## GIVEN REQUEST
Could you write out the records below again, starting with their very first line and going on through the line with "[0,0,640,101]", shifting every bounding box coordinate up by 19 and keeping each request as it stands? Leave the pictures out of your answer.
* BEGIN EXERCISE MATERIAL *
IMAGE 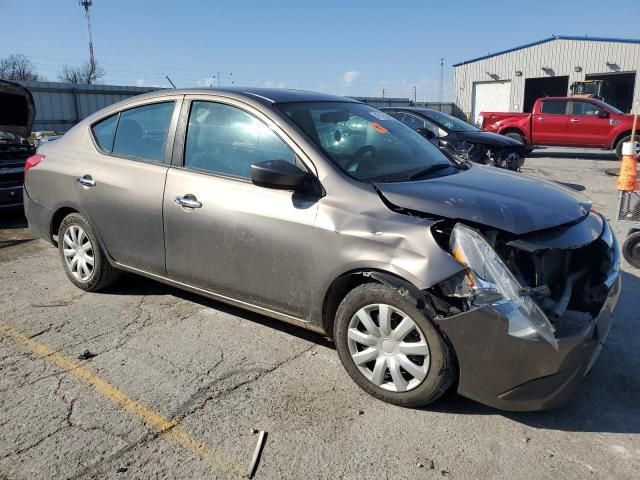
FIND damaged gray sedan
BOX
[24,88,620,410]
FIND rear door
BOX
[531,99,569,145]
[164,97,318,318]
[75,97,182,275]
[567,100,613,147]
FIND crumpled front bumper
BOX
[436,225,621,411]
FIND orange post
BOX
[617,114,638,192]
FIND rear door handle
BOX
[76,175,96,187]
[174,193,202,208]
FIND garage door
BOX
[472,81,511,123]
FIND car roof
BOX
[124,87,358,105]
[380,107,450,115]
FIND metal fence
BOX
[350,97,467,120]
[16,82,157,133]
[17,82,466,133]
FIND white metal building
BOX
[453,35,640,121]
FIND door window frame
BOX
[89,95,184,165]
[538,98,571,115]
[568,100,606,118]
[170,95,320,183]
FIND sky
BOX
[0,0,640,101]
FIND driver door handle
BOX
[76,175,96,187]
[174,193,202,208]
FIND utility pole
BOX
[78,0,96,69]
[438,57,444,103]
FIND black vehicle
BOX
[381,107,527,170]
[0,80,36,209]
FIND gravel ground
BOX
[0,149,640,479]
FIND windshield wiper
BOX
[407,163,452,180]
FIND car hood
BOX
[456,130,523,147]
[0,80,36,138]
[375,165,591,235]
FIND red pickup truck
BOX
[479,97,633,158]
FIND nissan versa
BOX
[24,89,620,410]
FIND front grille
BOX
[618,192,640,222]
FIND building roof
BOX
[453,35,640,67]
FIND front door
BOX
[531,99,568,145]
[75,99,180,275]
[164,99,318,318]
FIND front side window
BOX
[277,102,455,182]
[112,102,175,162]
[91,113,118,153]
[184,101,296,178]
[541,100,567,115]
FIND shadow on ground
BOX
[527,148,618,162]
[105,264,640,433]
[0,208,28,230]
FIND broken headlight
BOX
[450,223,558,349]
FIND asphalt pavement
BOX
[0,149,640,479]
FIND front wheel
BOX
[334,283,456,407]
[622,232,640,268]
[616,135,640,160]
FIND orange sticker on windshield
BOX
[371,123,389,133]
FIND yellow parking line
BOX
[0,322,244,475]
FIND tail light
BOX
[24,153,44,177]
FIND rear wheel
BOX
[622,232,640,268]
[616,135,640,160]
[58,213,118,292]
[335,283,456,407]
[504,132,527,147]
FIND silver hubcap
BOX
[63,225,95,282]
[347,303,430,392]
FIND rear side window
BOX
[573,102,602,117]
[91,114,118,153]
[541,101,567,115]
[184,101,296,178]
[112,102,174,162]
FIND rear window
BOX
[541,100,567,115]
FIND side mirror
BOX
[416,128,435,140]
[251,160,310,191]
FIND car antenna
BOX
[165,75,176,88]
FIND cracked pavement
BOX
[0,149,640,479]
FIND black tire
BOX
[334,283,457,407]
[616,135,640,160]
[58,213,120,292]
[622,232,640,268]
[504,132,527,147]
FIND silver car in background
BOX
[24,88,620,410]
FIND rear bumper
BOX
[436,230,621,411]
[23,188,53,242]
[0,185,22,209]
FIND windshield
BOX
[421,110,478,132]
[278,102,459,182]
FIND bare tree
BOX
[58,61,107,85]
[0,54,42,80]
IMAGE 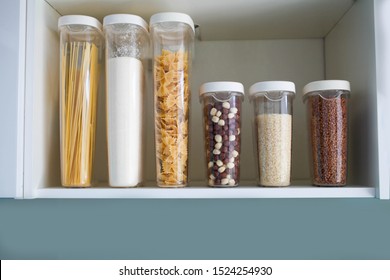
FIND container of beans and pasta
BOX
[58,15,104,187]
[103,14,149,187]
[249,81,295,187]
[303,80,350,186]
[150,13,195,187]
[199,82,244,187]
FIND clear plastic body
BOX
[150,22,194,187]
[252,91,294,187]
[104,23,149,187]
[304,90,349,186]
[60,25,103,187]
[202,92,243,187]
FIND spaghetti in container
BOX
[150,13,195,187]
[58,15,103,187]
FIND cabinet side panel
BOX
[24,0,60,198]
[325,0,379,190]
[375,0,390,199]
[0,0,26,197]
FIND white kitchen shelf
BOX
[0,0,390,199]
[36,186,375,199]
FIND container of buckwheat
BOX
[303,80,351,186]
[199,82,244,187]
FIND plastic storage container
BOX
[303,80,350,186]
[58,15,103,187]
[103,14,149,187]
[249,81,295,187]
[150,13,195,187]
[199,82,244,187]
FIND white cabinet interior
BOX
[21,0,388,198]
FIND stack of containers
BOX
[58,15,104,187]
[249,81,295,187]
[103,14,149,187]
[150,13,195,187]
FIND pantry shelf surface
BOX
[34,185,375,199]
[4,0,389,199]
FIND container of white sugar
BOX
[249,81,295,187]
[103,14,149,187]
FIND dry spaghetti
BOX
[60,42,99,187]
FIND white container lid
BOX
[199,82,244,96]
[249,81,295,96]
[103,14,148,32]
[58,15,102,31]
[303,80,351,96]
[149,13,195,33]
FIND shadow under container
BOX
[249,81,295,187]
[103,14,149,187]
[303,80,351,186]
[58,15,104,187]
[199,82,244,187]
[150,13,195,187]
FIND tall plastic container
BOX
[150,13,195,187]
[303,80,351,186]
[199,82,244,187]
[58,15,104,187]
[103,14,149,187]
[249,81,295,187]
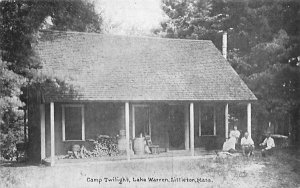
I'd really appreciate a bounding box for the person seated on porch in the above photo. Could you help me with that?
[259,132,275,157]
[222,137,236,153]
[241,132,254,156]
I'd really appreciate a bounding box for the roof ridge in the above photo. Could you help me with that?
[39,29,212,43]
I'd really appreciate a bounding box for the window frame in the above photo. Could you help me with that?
[198,105,217,137]
[61,104,85,142]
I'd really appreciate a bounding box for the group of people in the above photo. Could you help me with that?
[223,126,275,157]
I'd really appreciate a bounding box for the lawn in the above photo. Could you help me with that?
[0,150,300,188]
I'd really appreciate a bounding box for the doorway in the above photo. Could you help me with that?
[132,105,151,138]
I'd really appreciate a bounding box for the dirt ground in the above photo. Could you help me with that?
[0,150,300,188]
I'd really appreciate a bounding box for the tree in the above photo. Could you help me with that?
[0,0,101,159]
[161,0,300,144]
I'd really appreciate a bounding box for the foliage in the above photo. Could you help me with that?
[161,0,300,140]
[0,60,25,159]
[0,0,101,159]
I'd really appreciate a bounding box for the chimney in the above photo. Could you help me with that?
[222,31,227,59]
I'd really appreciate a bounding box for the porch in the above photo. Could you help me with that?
[40,101,251,166]
[45,148,220,165]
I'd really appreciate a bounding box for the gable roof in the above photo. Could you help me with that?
[35,31,256,102]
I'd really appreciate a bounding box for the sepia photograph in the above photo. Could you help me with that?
[0,0,300,188]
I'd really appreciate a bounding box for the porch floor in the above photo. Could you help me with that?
[46,148,216,165]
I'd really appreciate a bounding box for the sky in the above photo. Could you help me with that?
[94,0,167,35]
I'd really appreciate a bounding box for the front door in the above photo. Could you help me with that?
[133,105,151,137]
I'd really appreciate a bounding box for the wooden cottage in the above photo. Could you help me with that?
[29,31,256,164]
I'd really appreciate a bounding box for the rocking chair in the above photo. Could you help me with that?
[145,135,159,154]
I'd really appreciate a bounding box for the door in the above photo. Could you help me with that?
[132,105,151,137]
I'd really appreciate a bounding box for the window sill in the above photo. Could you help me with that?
[199,135,217,137]
[63,140,86,142]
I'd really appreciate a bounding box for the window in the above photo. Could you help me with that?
[62,104,85,141]
[199,106,216,136]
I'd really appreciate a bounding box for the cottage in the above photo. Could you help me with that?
[29,31,256,164]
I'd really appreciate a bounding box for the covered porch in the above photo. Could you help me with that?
[40,101,251,166]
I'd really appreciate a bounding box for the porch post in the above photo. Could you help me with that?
[40,104,46,160]
[190,103,195,156]
[184,105,190,150]
[50,102,55,166]
[247,103,251,137]
[225,103,229,139]
[214,104,217,136]
[125,102,130,161]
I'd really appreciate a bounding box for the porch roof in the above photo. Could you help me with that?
[35,31,256,102]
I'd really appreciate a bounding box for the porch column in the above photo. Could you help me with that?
[225,103,229,139]
[50,102,55,166]
[125,102,130,161]
[40,104,46,160]
[184,105,190,150]
[213,104,217,136]
[190,103,195,156]
[247,103,251,137]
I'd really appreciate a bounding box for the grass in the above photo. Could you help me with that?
[0,150,300,188]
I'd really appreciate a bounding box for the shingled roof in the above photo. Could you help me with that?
[35,31,256,102]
* END EXERCISE MATERIAL *
## THE SOLUTION
IMAGE 
FIND damaged gray sedan
BOX
[43,107,639,429]
FIND rear door
BOX
[550,118,588,164]
[183,116,337,337]
[94,116,201,294]
[586,119,632,166]
FIND crumpled front bumper
BOX
[455,244,640,430]
FIND orange post
BOX
[636,133,657,211]
FIND rear door handle
BOX
[95,194,115,206]
[193,212,221,227]
FIND garage door
BOX
[491,100,530,142]
FIND car roof
BOX
[143,106,377,124]
[399,126,469,134]
FIND metal fence
BOX
[369,116,486,139]
[35,101,176,152]
[36,101,485,152]
FIND white metal building
BOX
[472,54,659,140]
FIND door window frame
BOX
[108,114,203,184]
[557,117,590,134]
[587,119,625,137]
[189,114,339,202]
FIND sky
BOX
[19,19,659,120]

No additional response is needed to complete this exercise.